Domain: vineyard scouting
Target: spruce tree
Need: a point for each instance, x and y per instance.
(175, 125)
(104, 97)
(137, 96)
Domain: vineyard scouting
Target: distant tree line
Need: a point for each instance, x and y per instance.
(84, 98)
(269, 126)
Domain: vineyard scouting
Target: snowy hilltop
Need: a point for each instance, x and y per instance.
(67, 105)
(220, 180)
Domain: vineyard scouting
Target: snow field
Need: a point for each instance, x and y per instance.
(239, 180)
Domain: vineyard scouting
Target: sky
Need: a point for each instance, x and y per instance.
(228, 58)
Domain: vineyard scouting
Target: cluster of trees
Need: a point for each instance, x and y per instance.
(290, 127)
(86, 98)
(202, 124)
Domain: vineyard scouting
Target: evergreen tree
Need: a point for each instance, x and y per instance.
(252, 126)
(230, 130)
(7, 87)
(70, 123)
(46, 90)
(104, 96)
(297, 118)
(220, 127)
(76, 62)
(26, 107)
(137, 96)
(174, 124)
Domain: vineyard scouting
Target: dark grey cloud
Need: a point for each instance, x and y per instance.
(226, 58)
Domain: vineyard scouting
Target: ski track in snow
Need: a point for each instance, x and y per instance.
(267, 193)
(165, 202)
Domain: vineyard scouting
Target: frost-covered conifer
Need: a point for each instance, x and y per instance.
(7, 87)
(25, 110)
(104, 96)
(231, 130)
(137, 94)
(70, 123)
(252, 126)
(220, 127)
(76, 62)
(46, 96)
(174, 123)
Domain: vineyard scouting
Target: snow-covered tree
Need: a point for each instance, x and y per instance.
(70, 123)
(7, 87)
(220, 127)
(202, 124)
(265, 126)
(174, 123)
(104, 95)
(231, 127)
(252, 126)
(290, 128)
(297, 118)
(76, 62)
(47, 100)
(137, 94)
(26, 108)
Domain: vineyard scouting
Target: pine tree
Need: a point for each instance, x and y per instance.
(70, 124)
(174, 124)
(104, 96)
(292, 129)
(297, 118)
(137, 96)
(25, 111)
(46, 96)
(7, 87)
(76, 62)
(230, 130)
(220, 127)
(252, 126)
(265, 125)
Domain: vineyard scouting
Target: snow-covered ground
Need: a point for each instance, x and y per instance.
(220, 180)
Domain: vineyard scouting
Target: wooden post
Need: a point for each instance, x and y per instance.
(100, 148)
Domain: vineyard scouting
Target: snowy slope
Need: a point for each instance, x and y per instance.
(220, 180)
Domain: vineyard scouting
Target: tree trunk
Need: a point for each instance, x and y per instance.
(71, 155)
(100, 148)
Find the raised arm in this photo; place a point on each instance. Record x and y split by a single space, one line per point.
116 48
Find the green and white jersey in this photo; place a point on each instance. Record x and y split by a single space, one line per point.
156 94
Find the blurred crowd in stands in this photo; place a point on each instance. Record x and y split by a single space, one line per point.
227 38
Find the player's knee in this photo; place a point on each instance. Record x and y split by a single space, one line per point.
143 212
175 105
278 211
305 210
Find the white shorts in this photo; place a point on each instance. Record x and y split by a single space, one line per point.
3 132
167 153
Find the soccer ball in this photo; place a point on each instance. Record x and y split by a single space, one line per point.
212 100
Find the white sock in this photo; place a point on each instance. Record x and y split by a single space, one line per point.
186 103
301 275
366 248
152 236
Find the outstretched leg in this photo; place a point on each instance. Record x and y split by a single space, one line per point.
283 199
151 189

» **ACTIVITY**
Find the number of lines in the records that include the word "covered". Write only that number.

» **RESPONSE**
3